- YOUR INSTRUCTIONS -
Quote verbatim the lines of the listing that start at the line containing "Indicate the cream" and run through the line containing "<point>462,643</point>", including both of those lines.

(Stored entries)
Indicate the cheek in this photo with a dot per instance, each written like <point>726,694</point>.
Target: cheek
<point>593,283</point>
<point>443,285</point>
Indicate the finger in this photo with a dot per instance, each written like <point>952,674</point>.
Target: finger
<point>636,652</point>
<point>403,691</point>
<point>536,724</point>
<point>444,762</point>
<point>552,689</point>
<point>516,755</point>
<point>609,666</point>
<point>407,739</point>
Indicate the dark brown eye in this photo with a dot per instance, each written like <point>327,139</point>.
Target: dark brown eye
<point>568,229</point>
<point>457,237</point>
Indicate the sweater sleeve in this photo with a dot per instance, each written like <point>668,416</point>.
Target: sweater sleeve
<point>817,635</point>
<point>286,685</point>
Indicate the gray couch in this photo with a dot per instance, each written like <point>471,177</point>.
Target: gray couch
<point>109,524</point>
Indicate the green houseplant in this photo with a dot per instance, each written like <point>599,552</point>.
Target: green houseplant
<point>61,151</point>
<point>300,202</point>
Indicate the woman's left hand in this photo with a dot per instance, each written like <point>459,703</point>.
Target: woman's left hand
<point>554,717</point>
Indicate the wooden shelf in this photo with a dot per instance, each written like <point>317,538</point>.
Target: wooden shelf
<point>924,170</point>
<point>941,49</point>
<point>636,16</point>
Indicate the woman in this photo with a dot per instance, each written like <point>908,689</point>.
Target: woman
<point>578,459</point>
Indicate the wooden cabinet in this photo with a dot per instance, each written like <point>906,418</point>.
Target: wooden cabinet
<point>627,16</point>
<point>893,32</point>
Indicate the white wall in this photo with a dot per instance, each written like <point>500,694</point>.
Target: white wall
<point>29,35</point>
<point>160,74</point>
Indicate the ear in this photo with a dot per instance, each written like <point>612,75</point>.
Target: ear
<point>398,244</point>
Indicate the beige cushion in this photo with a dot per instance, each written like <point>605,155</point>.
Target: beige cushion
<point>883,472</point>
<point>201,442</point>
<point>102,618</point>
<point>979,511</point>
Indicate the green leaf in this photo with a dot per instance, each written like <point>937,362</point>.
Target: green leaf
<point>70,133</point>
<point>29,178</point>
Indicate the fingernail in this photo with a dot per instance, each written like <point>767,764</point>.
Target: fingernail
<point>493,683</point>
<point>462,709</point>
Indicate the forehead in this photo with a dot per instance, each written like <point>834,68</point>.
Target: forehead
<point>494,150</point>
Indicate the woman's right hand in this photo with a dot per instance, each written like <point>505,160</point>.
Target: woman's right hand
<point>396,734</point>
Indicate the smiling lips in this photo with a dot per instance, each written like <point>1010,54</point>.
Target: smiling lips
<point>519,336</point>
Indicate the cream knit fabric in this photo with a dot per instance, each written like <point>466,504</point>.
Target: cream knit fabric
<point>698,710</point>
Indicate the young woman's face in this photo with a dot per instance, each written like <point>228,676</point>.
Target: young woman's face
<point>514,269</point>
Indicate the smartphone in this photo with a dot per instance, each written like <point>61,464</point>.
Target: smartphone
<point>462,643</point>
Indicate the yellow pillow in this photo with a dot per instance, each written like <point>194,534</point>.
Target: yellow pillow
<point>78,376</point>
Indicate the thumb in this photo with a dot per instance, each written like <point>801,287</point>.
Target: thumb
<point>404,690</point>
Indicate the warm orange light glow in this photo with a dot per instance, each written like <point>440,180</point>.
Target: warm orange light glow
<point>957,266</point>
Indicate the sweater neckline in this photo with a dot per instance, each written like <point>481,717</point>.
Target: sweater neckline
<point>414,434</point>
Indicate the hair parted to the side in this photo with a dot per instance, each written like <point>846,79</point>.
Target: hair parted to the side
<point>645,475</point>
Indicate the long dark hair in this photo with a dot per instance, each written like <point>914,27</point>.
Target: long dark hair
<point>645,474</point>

- WRITTEN ANSWER -
Indicate the cream knit fabric in this photo with a dot per instance, each written like <point>466,504</point>.
Target: cream knit fabric
<point>698,710</point>
Indicate the young woman's face in this photo with a dot per instance, each written like <point>228,676</point>.
Target: young woman's face
<point>514,269</point>
Indicate the smartphone in this photo with a dot per instance, each written like <point>61,464</point>.
Target: smartphone
<point>462,643</point>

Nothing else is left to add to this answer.